■ **Work order**: Return all lines in the material below that contain "three".

■ **Records supplied**:

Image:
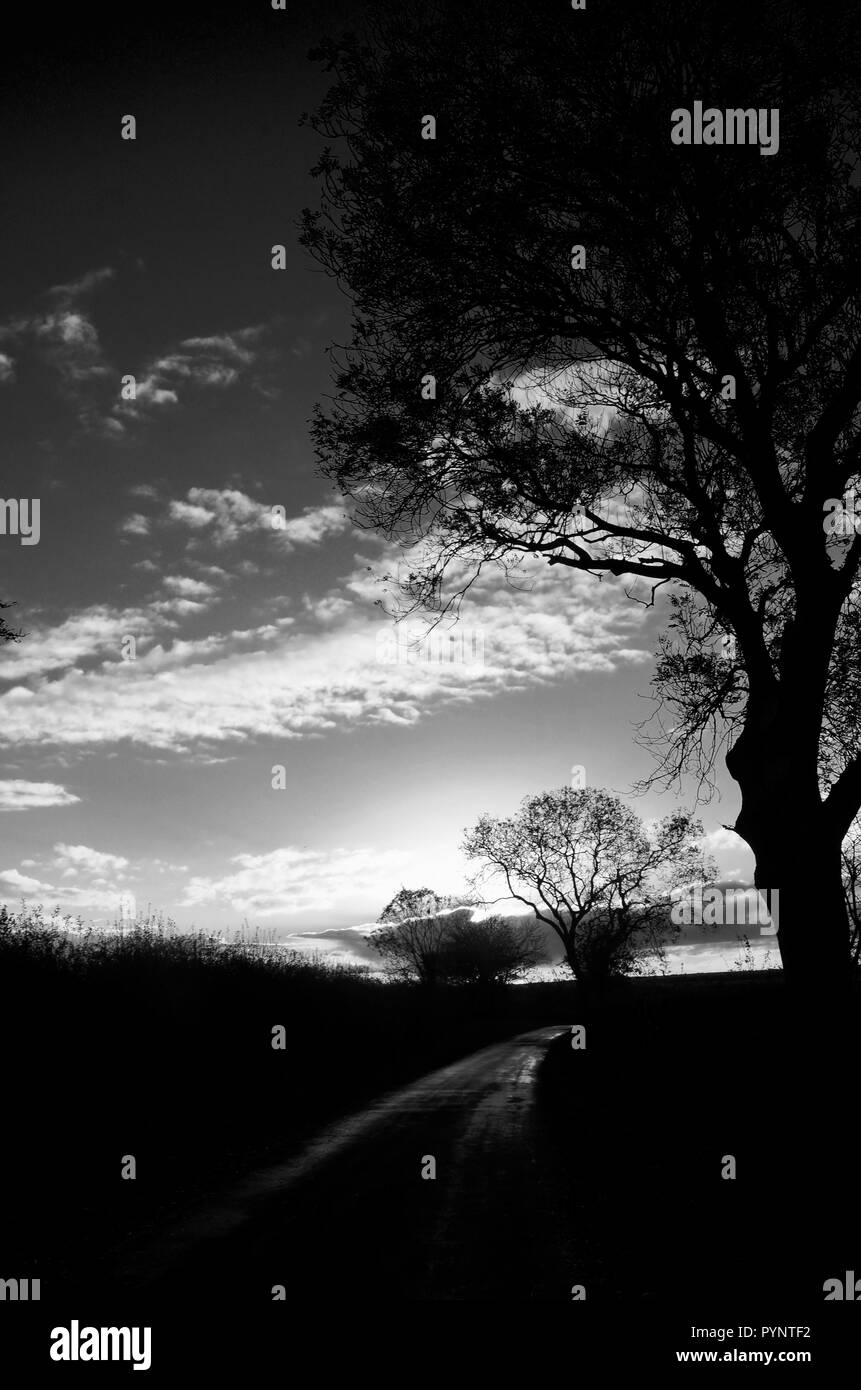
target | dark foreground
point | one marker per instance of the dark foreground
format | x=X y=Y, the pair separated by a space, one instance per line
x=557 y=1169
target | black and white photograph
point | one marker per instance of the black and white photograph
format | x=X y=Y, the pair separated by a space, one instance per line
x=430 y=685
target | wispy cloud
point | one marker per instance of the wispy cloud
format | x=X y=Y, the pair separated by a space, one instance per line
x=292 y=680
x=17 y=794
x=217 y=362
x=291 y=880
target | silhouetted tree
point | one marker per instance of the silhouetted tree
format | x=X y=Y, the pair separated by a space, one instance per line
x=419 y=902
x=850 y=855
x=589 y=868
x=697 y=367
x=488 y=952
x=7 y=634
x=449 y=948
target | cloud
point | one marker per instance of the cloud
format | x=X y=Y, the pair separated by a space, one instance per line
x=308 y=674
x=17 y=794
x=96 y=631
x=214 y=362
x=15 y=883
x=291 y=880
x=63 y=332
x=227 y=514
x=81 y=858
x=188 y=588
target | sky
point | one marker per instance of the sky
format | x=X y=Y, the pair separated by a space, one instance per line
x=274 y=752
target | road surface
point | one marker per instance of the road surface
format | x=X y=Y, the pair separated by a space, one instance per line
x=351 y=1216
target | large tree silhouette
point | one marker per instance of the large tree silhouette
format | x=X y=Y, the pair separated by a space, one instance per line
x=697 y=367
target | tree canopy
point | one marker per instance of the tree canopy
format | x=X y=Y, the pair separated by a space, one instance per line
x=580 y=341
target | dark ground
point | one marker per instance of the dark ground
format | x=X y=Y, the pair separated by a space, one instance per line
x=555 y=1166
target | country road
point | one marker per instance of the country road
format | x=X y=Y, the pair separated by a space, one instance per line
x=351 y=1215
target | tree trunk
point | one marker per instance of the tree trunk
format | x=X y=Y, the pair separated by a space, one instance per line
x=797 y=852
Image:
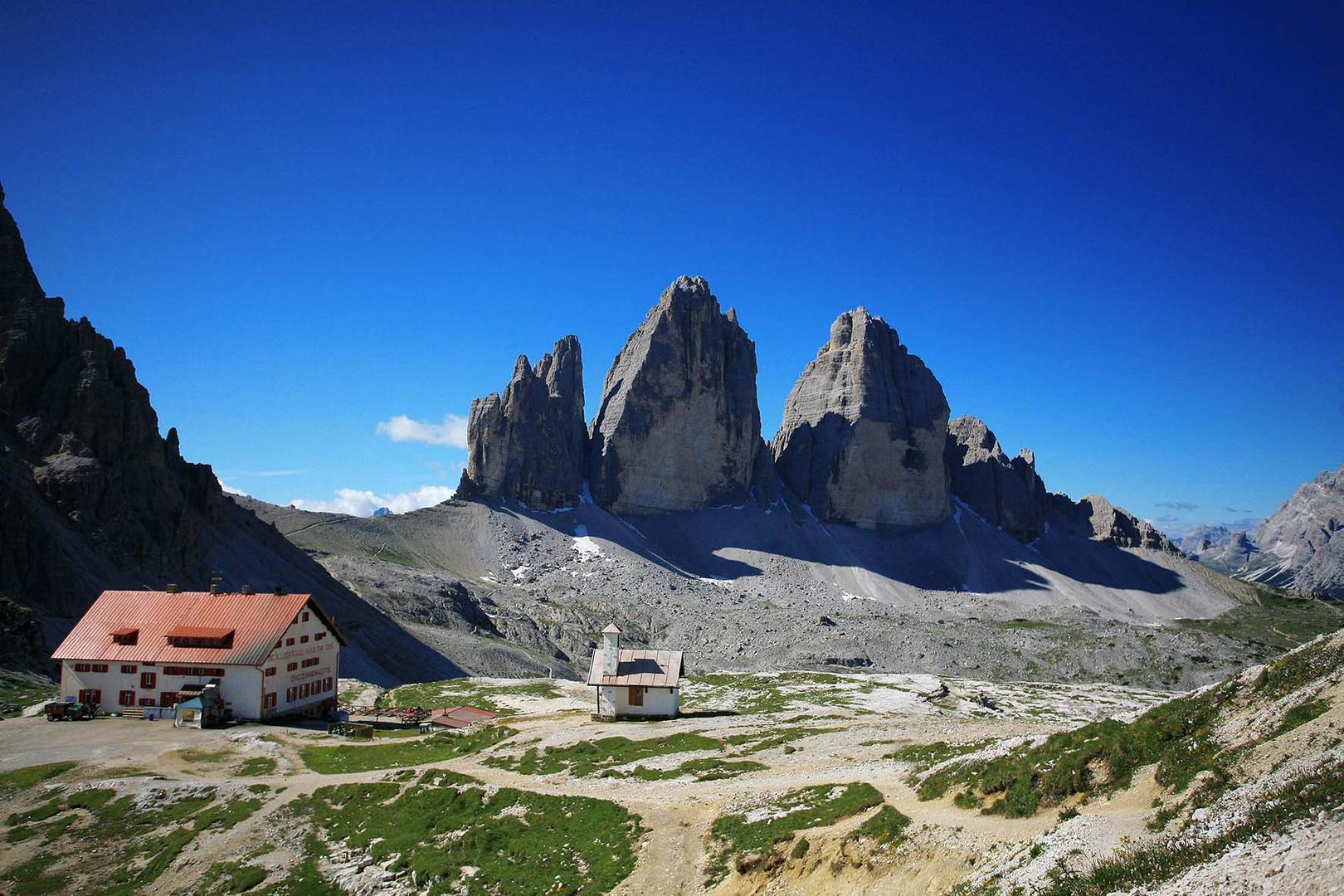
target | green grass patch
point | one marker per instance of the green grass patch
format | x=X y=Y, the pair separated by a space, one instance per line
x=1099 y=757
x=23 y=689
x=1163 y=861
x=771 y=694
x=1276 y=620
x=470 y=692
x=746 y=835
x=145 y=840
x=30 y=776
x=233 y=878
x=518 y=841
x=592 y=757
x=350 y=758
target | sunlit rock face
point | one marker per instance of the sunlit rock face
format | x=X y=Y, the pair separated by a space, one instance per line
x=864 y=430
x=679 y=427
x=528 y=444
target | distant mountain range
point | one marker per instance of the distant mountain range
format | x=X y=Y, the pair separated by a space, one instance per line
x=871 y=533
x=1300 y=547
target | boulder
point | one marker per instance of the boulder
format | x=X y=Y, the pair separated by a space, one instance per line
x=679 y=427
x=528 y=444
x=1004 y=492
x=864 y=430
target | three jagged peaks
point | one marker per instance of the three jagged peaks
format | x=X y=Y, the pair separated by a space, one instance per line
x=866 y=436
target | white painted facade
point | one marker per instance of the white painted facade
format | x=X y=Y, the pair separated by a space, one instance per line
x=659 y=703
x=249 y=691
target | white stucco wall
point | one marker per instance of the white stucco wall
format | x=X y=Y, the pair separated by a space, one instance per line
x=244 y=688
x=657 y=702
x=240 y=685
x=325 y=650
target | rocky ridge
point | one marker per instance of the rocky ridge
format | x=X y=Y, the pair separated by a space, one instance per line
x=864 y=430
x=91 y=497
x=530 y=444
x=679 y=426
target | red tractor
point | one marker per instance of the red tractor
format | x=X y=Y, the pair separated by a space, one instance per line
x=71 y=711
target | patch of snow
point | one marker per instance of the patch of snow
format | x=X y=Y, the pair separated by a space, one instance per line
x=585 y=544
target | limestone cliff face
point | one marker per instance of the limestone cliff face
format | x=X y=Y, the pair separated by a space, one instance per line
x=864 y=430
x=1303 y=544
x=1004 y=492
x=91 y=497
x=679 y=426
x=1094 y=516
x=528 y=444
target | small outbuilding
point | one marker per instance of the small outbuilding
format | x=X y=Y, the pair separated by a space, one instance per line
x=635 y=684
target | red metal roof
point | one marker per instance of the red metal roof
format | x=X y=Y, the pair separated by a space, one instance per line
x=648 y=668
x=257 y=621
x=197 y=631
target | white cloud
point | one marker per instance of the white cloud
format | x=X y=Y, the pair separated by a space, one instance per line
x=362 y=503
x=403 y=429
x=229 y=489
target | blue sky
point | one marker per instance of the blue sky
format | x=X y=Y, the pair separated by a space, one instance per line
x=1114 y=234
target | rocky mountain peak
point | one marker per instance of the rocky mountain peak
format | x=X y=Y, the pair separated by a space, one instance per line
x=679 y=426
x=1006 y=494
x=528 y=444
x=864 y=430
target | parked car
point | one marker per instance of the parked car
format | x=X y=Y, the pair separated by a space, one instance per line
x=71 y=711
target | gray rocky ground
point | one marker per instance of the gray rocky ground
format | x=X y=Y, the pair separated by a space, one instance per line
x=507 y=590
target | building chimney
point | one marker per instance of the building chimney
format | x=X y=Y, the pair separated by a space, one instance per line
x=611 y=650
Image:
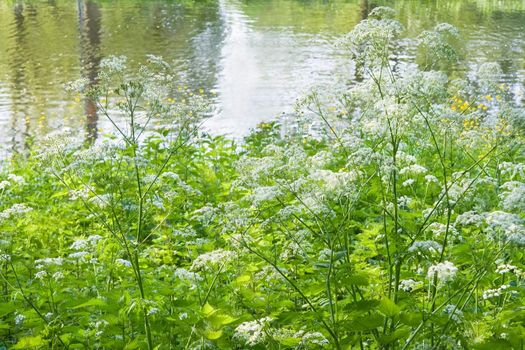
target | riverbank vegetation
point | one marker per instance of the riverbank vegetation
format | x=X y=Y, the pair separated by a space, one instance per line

■ **Solution to this exercise**:
target | three jagged peaks
point | one marker per instance of the three jagged peaks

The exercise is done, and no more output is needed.